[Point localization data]
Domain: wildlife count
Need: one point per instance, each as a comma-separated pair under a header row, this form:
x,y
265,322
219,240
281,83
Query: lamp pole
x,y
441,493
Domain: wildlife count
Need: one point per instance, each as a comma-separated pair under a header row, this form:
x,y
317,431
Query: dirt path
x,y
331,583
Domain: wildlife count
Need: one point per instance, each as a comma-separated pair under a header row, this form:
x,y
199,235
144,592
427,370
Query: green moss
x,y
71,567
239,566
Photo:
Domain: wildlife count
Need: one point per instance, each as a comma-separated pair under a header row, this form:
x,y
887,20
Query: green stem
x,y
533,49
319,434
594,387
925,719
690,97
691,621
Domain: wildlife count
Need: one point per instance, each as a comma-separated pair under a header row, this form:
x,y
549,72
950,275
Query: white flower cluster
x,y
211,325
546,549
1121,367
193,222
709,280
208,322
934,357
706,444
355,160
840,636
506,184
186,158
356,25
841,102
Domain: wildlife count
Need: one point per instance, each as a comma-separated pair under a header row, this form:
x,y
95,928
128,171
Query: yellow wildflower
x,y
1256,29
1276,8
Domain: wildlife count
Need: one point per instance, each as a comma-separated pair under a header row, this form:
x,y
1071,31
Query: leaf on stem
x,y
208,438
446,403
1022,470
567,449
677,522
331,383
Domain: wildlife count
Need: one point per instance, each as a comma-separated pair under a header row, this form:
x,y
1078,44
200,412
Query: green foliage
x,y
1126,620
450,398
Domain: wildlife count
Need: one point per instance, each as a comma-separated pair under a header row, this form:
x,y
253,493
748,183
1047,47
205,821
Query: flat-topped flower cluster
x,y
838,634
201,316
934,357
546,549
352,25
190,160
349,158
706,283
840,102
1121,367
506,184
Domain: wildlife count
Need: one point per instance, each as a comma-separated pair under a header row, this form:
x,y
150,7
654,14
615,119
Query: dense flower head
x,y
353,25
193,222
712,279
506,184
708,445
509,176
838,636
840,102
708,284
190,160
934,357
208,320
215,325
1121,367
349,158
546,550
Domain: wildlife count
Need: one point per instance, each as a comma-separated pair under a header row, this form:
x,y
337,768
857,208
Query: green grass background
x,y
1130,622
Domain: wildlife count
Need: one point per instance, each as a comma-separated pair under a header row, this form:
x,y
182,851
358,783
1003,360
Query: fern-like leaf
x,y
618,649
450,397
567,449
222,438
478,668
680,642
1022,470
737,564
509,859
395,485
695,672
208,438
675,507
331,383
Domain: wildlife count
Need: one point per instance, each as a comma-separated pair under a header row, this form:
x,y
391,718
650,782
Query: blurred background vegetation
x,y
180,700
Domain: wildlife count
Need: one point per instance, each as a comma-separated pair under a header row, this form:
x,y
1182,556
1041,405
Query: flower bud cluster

§ **What you are asked to do**
Go through the records and set each one down again, unchanged.

§ **Task result**
Domain: wildlife count
Need: one point per instance, each as a comma-separated pair under a header row, this form:
x,y
265,322
219,240
281,83
Query: lamp pole
x,y
441,493
Domain: wildlife count
Need: one point per instance, each as a comma-separated pair under a header row, this form:
x,y
317,431
Query: dirt path
x,y
331,583
Domain: wildlife count
Need: one point per instance, each as a comma-separated pair under a header row, this form:
x,y
199,235
144,592
427,370
Query: green moss
x,y
71,567
239,566
Photo:
Domain: wildlife count
Need: one point per instance, each as a comma-separated pair under a header row, this form:
x,y
887,20
Query: green stem
x,y
533,49
319,434
594,387
925,719
690,97
691,621
Domain: wildlife count
Need: one point per instance, each as a comma-separated pair under a header row, this form:
x,y
549,72
950,275
Query: white flower cluster
x,y
211,325
546,549
1121,367
193,222
709,280
208,322
934,357
706,444
355,160
840,636
506,184
186,158
356,25
841,102
Domain: wildlife count
Need: one point per instance, each as a comma-separated pair under a header row, this form:
x,y
95,928
128,171
Query: yellow wildflower
x,y
1256,29
1276,8
Domain: wildlife count
Need: one point per instance, each as a comma-separated pair under a header row, this form:
x,y
1071,31
Query: leaf on stem
x,y
208,438
446,403
1022,470
567,449
677,522
331,383
Domain: wildlife count
Need: one point per instance, each as a comma-separated pair under a header row, this form:
x,y
1078,44
200,412
Query: green foliage
x,y
1126,620
450,398
Domain: wildlife count
Need: one point per instance, each as a comma-separated pair under a header row, this form:
x,y
253,493
748,183
1047,47
205,821
Query: flat-topped flower cluster
x,y
838,634
201,316
934,357
546,549
352,25
190,160
349,158
706,283
840,102
1121,367
506,184
Domain: wildlife count
Need: one point per instance, each as a comma-separated pair under a header row, this form:
x,y
150,7
654,14
615,119
Query: dense flower head
x,y
353,25
193,222
712,279
506,184
708,445
509,176
838,636
840,102
708,284
190,160
934,357
208,320
215,325
1121,367
349,158
546,550
Domain: wildlife count
Need: one point per instance, each as a comma-separated pair under a header row, this form:
x,y
337,768
857,208
Query: green grass background
x,y
1130,622
Domain: wildlife count
Need: one point per instance, each as a comma-separated pair under a header row, this form:
x,y
182,851
358,783
1003,360
Query: fern-like leaf
x,y
618,649
450,397
567,449
222,438
478,668
680,642
1022,470
737,564
509,859
395,485
695,672
208,438
675,507
331,383
Domain: wildlife count
Need: one point per instance, each as a comma-separated pair under a header row, this form:
x,y
391,718
650,782
Query: blurred background vegetation
x,y
180,700
Domain: wildlife count
Need: one point per instance, each as a comma-separated pair under a header row, this form:
x,y
1182,556
1041,405
Query: flower bud cluster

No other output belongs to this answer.